• **Job**: Scale the material below from the line with "the green rose" to the line with "[[47, 268]]", both included, and give back only those lines, requests included. Multiply every point coordinate in the answers by 1.15 and round each result to a whole number, with halves rounding up.
---------- Raw records ----------
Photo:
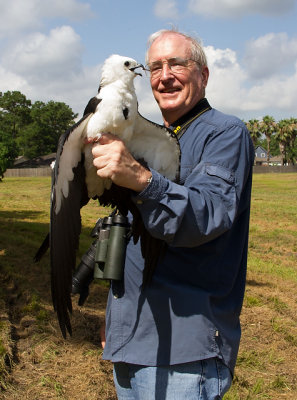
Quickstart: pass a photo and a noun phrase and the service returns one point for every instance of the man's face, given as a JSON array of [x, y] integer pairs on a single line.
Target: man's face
[[177, 93]]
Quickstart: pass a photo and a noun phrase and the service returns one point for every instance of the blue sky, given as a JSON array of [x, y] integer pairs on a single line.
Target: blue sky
[[54, 50]]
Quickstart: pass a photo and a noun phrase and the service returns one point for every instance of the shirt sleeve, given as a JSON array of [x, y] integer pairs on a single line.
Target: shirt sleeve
[[205, 206]]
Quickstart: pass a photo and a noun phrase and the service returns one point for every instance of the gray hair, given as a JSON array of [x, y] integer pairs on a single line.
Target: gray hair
[[198, 53]]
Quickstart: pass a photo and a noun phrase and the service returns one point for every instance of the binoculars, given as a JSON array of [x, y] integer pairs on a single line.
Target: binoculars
[[105, 258]]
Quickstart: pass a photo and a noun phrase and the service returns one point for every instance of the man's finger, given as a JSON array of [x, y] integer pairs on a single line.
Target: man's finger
[[102, 138]]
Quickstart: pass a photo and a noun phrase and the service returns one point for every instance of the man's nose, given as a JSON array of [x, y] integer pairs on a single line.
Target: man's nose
[[166, 72]]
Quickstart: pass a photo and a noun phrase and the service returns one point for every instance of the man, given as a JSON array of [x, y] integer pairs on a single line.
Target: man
[[179, 337]]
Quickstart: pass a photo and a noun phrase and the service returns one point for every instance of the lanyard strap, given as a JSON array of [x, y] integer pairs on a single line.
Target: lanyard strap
[[180, 129]]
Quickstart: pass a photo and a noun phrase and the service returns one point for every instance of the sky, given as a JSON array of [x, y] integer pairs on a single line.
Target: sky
[[54, 50]]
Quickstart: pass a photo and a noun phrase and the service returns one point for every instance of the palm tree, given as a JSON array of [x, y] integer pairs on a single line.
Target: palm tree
[[282, 135], [268, 127], [253, 125], [292, 153]]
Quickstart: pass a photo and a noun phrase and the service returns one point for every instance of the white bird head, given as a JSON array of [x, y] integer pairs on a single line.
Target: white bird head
[[121, 68]]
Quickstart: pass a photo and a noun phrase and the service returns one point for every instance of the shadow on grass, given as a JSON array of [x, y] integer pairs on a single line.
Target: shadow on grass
[[252, 282]]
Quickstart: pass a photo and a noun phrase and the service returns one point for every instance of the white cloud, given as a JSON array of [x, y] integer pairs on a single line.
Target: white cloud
[[269, 55], [20, 15], [238, 8], [231, 91], [166, 9], [40, 57]]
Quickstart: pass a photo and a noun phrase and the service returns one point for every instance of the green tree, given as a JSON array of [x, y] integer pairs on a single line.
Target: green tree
[[253, 126], [282, 136], [291, 141], [268, 126], [49, 121], [16, 109]]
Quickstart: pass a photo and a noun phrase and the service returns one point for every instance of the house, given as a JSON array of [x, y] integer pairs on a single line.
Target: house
[[260, 156]]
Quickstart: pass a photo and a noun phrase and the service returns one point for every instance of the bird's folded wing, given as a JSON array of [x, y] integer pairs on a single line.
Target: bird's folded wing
[[65, 224]]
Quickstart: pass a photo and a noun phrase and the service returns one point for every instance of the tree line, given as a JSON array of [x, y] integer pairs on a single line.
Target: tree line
[[33, 129], [276, 137], [30, 129]]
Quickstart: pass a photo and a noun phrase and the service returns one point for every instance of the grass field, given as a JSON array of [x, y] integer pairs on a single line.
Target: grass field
[[36, 363]]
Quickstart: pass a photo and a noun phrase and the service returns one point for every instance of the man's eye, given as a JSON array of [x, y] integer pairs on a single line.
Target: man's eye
[[156, 67]]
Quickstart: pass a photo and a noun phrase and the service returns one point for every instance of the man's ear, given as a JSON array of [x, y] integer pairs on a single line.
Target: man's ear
[[205, 75]]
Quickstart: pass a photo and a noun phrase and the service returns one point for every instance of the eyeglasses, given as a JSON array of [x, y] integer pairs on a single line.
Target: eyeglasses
[[176, 65]]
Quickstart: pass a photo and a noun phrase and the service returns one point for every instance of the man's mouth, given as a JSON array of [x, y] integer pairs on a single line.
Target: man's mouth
[[172, 90]]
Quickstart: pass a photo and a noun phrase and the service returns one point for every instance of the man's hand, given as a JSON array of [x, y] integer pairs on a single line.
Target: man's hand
[[113, 160]]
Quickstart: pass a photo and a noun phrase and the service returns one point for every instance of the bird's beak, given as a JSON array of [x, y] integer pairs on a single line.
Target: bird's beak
[[137, 66]]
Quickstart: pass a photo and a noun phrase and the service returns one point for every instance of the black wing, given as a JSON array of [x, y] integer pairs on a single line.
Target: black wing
[[65, 226]]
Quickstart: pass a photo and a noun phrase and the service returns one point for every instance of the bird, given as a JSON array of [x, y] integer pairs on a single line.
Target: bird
[[114, 109]]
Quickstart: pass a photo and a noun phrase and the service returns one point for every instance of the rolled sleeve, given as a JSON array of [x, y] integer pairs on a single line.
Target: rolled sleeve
[[206, 205]]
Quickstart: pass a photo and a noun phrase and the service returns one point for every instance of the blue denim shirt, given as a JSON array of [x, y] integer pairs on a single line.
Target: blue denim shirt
[[191, 309]]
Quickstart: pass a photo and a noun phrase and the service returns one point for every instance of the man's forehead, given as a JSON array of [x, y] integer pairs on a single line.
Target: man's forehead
[[169, 45]]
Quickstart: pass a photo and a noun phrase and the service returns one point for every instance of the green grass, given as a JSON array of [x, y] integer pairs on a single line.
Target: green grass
[[267, 360]]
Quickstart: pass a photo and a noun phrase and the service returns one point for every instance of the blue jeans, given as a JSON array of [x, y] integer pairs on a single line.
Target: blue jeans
[[200, 380]]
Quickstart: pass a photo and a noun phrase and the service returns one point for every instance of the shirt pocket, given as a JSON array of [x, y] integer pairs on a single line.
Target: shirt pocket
[[220, 172], [185, 171]]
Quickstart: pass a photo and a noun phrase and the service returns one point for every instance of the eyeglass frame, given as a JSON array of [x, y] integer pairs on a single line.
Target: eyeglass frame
[[157, 73]]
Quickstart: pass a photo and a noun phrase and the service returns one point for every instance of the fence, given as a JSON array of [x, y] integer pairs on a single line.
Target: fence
[[26, 172], [46, 171], [261, 169]]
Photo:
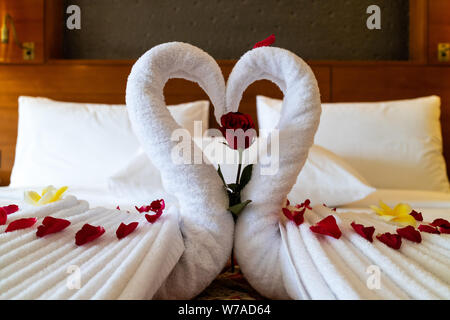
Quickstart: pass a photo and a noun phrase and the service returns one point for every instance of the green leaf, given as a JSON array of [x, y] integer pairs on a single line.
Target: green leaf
[[237, 208], [234, 187], [246, 176]]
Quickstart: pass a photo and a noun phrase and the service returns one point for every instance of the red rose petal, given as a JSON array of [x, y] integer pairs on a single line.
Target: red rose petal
[[327, 226], [126, 229], [87, 234], [393, 241], [266, 42], [365, 232], [440, 223], [152, 217], [305, 204], [427, 228], [21, 224], [51, 225], [416, 215], [3, 217], [11, 208], [444, 230], [156, 206], [410, 234], [296, 216]]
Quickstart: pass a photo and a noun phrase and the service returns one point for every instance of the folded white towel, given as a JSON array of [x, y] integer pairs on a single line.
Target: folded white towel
[[205, 224], [48, 268], [258, 238], [282, 260]]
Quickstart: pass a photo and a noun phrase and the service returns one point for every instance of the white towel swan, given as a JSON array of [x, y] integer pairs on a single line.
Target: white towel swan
[[176, 257], [282, 260], [206, 225]]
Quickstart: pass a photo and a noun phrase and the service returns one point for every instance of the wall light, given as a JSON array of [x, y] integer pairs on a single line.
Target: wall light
[[27, 47]]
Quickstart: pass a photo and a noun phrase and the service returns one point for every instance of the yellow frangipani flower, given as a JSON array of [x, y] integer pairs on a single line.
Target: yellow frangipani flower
[[399, 214], [49, 194]]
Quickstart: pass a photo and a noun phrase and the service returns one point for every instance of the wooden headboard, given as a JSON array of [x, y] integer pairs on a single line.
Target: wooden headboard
[[105, 81]]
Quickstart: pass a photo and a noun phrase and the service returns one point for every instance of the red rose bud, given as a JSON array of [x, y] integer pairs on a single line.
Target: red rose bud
[[88, 233], [365, 232], [427, 228], [328, 227], [305, 204], [51, 225], [3, 217], [156, 206], [296, 216], [393, 241], [416, 215], [21, 224], [266, 42], [126, 229], [152, 218], [409, 233], [238, 129]]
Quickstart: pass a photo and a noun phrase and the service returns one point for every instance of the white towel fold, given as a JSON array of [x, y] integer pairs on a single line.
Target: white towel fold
[[131, 268], [205, 224], [283, 260]]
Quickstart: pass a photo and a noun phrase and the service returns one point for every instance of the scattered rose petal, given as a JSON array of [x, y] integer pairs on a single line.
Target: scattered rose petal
[[126, 229], [305, 204], [3, 217], [410, 234], [440, 223], [10, 209], [327, 226], [51, 225], [365, 232], [429, 229], [416, 215], [21, 224], [156, 206], [87, 234], [444, 230], [296, 216], [266, 42], [153, 217], [393, 241]]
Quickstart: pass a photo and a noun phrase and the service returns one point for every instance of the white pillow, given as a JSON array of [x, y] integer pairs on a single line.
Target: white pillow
[[325, 177], [80, 144], [393, 144]]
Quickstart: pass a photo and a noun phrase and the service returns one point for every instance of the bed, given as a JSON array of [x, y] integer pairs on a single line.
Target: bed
[[55, 80]]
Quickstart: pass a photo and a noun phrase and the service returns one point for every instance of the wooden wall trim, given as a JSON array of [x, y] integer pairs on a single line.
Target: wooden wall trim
[[418, 30], [53, 29]]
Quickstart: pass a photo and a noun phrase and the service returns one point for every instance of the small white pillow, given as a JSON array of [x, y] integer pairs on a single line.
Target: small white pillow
[[80, 144], [393, 144], [325, 177]]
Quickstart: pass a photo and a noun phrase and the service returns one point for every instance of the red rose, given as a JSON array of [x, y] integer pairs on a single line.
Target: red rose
[[238, 129], [327, 226], [156, 206]]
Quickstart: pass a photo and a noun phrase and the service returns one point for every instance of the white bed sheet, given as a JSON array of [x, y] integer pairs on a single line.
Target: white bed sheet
[[97, 197], [432, 204]]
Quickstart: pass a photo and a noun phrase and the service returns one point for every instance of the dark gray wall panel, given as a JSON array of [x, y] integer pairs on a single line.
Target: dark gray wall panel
[[314, 29]]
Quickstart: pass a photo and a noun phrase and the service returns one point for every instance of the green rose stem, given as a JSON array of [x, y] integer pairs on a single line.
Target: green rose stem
[[238, 178]]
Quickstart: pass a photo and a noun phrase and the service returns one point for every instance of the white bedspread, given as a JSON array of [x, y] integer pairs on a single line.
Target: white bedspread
[[47, 268]]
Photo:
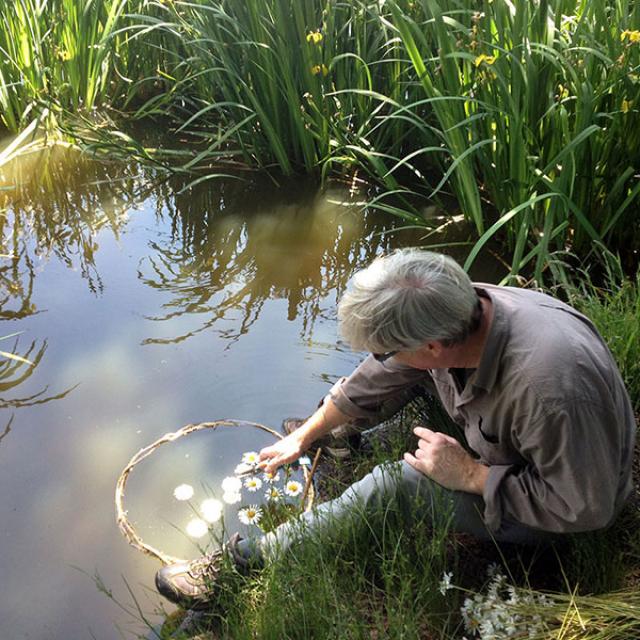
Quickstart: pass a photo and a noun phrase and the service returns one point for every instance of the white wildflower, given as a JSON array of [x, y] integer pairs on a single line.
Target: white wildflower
[[250, 515], [183, 492], [272, 477], [250, 457], [253, 484], [211, 510], [445, 583], [293, 488], [273, 493], [196, 528], [231, 485], [231, 498]]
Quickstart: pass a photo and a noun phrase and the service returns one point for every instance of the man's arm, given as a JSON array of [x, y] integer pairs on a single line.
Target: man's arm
[[290, 448], [444, 460]]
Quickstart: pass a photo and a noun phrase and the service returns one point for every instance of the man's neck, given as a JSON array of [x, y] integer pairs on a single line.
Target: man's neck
[[468, 354]]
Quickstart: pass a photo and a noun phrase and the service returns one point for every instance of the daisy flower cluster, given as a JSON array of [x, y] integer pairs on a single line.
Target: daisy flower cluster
[[504, 611], [269, 495], [273, 489]]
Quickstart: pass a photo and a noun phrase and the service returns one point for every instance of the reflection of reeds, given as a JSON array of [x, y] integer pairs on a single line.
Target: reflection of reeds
[[231, 250], [15, 368], [55, 201]]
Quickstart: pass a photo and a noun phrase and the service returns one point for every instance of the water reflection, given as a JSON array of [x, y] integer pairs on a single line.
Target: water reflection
[[54, 203], [233, 246]]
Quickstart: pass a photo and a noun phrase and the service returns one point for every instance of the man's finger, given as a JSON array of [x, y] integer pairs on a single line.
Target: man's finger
[[423, 432], [411, 460]]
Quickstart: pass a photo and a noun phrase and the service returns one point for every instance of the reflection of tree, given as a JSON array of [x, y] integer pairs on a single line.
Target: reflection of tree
[[54, 203], [233, 246], [16, 368]]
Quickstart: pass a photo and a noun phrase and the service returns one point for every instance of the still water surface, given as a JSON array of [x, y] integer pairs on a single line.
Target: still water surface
[[144, 308]]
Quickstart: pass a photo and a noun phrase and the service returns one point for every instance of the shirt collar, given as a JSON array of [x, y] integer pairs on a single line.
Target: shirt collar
[[487, 371]]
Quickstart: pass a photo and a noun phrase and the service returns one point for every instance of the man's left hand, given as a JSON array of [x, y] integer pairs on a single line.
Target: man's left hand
[[443, 459]]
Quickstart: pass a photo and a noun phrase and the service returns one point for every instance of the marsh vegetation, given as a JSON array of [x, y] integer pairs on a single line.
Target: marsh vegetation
[[516, 121]]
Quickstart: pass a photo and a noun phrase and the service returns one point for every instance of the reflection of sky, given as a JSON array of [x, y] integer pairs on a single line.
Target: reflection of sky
[[60, 462]]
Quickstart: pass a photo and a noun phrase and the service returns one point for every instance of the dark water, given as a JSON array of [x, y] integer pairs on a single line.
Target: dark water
[[144, 308]]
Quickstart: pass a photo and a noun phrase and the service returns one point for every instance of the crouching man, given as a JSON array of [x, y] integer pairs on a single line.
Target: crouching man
[[530, 380]]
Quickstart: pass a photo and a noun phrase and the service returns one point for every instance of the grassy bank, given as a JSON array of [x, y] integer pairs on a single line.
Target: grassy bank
[[390, 576], [527, 113]]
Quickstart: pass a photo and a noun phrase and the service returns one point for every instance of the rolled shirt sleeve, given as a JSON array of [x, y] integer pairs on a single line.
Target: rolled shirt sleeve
[[376, 390]]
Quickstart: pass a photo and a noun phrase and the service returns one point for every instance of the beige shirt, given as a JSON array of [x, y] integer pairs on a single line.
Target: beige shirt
[[546, 409]]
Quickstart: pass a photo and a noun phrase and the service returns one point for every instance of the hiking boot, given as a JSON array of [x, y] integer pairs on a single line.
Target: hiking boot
[[193, 585], [339, 447]]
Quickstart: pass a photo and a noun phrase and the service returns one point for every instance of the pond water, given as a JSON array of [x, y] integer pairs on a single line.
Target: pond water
[[144, 307]]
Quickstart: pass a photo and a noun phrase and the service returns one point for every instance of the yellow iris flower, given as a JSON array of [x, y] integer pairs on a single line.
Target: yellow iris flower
[[315, 37]]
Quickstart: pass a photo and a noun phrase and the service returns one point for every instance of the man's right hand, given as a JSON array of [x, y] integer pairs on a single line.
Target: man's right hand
[[286, 450]]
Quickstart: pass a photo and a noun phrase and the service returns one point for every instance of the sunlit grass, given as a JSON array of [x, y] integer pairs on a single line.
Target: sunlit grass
[[528, 113]]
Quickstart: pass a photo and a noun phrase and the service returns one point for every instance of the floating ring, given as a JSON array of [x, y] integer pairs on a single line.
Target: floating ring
[[127, 528]]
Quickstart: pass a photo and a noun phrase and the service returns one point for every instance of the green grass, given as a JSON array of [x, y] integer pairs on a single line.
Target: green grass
[[614, 308], [527, 113]]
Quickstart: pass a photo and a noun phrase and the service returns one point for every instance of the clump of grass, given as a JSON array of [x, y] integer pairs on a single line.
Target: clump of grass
[[614, 307]]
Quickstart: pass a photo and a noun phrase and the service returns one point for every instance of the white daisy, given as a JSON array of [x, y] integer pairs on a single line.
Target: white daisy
[[250, 457], [253, 484], [196, 528], [183, 492], [211, 510], [272, 477], [273, 493], [231, 497], [250, 514], [231, 485], [445, 583], [293, 488]]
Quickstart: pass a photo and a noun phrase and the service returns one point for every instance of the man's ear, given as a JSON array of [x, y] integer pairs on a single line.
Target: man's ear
[[433, 348]]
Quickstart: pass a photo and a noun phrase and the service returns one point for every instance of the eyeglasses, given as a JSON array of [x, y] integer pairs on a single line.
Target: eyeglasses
[[381, 357]]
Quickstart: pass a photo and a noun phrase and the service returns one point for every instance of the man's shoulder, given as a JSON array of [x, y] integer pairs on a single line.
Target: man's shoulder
[[551, 349]]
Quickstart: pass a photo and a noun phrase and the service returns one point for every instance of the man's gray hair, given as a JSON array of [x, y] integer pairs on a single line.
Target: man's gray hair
[[407, 298]]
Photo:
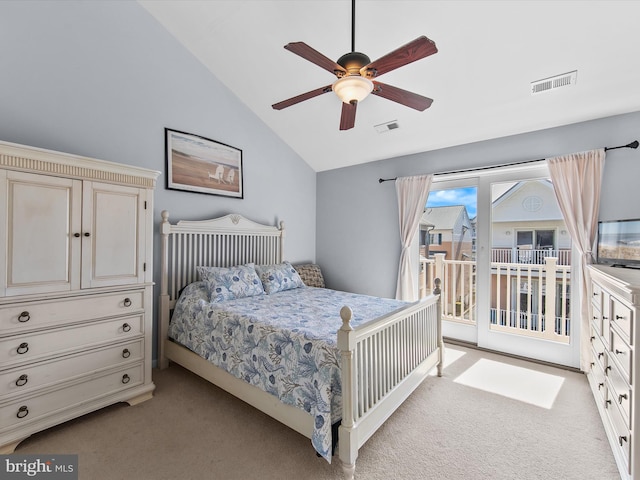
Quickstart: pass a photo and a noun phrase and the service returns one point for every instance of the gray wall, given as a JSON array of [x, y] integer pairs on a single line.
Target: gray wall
[[358, 239], [103, 79]]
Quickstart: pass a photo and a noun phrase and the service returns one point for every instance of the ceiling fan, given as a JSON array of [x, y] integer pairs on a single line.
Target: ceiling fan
[[355, 72]]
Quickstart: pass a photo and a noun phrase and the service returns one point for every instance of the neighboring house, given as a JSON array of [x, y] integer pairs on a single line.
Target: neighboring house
[[527, 224], [446, 230]]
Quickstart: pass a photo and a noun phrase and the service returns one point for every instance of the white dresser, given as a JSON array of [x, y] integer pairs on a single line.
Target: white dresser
[[613, 377], [76, 287]]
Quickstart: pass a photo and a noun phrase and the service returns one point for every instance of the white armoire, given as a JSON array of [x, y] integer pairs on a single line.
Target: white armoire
[[76, 287]]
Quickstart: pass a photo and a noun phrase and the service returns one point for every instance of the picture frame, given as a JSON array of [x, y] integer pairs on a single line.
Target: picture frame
[[199, 164]]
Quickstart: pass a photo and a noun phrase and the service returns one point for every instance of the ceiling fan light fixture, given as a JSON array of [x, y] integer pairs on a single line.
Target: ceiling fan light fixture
[[352, 88]]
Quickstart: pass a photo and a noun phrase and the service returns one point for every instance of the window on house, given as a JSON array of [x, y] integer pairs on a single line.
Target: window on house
[[435, 239]]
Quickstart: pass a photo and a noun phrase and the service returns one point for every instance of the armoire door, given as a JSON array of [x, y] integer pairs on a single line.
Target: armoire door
[[113, 231], [39, 215]]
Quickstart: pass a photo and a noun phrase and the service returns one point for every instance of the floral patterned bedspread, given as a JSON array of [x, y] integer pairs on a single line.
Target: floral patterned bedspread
[[283, 343]]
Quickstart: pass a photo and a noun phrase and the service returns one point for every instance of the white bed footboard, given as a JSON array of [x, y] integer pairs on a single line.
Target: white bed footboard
[[382, 363]]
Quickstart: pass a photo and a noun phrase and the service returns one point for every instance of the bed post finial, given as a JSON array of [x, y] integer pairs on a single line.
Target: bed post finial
[[437, 291], [346, 314]]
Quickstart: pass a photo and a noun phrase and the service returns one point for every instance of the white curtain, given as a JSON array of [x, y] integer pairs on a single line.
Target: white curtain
[[577, 181], [412, 197]]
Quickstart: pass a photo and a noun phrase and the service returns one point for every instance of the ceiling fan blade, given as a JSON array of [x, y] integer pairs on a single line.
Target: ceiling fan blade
[[404, 97], [419, 48], [348, 117], [312, 55], [300, 98]]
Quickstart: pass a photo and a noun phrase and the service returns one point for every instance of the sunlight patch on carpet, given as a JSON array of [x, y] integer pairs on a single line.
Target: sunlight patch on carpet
[[450, 356], [523, 384]]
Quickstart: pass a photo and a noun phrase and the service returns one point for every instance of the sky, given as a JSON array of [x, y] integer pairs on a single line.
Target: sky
[[455, 196]]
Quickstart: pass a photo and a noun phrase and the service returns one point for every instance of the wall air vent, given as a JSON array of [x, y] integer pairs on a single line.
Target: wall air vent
[[385, 127], [552, 83]]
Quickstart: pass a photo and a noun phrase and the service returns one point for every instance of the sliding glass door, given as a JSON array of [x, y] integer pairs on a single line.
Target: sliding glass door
[[508, 282]]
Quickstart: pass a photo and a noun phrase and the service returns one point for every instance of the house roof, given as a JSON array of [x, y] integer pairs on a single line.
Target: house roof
[[445, 218]]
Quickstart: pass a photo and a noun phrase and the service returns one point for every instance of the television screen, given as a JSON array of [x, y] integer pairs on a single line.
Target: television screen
[[619, 242]]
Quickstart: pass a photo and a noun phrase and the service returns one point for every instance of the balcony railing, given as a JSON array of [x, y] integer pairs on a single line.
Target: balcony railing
[[533, 256], [524, 295]]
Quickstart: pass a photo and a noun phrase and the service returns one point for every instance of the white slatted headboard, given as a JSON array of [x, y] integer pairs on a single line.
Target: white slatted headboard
[[220, 242]]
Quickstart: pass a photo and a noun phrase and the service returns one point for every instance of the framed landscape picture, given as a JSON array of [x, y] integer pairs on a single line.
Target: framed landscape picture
[[199, 164]]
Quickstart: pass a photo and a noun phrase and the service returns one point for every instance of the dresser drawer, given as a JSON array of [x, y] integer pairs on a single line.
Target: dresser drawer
[[622, 318], [620, 393], [621, 432], [599, 384], [598, 350], [17, 318], [26, 379], [28, 410], [596, 296], [622, 354], [24, 349]]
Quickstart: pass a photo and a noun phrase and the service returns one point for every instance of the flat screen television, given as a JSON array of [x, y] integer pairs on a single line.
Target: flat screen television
[[619, 243]]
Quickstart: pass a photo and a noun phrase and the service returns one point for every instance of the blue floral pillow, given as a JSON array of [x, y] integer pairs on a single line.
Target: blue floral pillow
[[277, 278], [228, 283]]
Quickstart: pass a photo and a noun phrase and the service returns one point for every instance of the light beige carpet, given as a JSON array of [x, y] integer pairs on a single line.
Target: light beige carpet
[[450, 428]]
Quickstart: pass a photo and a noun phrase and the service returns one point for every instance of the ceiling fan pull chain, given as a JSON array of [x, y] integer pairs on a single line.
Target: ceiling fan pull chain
[[353, 25]]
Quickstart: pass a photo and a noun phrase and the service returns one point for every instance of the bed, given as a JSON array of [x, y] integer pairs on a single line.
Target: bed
[[363, 356]]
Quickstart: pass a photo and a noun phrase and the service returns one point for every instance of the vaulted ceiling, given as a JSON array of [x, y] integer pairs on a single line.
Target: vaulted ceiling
[[489, 53]]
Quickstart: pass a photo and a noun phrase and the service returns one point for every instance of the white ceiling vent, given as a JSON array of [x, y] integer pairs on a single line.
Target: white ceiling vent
[[385, 127], [552, 83]]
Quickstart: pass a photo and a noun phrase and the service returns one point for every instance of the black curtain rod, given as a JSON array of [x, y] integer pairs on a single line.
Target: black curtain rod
[[633, 144]]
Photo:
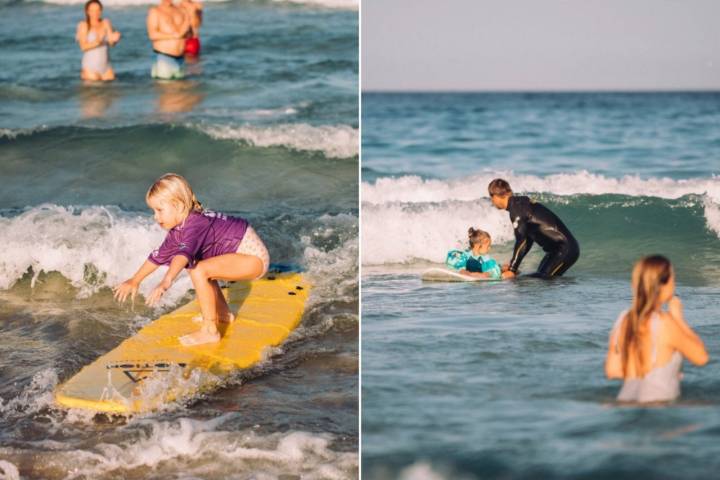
----------
• **Worked solution**:
Quickstart: pass a photo and a noun phrase and the service returns one point for every instance of the green rose stem, given as a JSON array of [x, y] integer pairs on a single line.
Target: green rose stem
[[274, 205]]
Quickstart: pass a photo and a noun phrase and the service returns one point for every instance of the white bedspread, given as a JSON array of [x, y] integer pairs on a single line.
Target: white bedspread
[[54, 308]]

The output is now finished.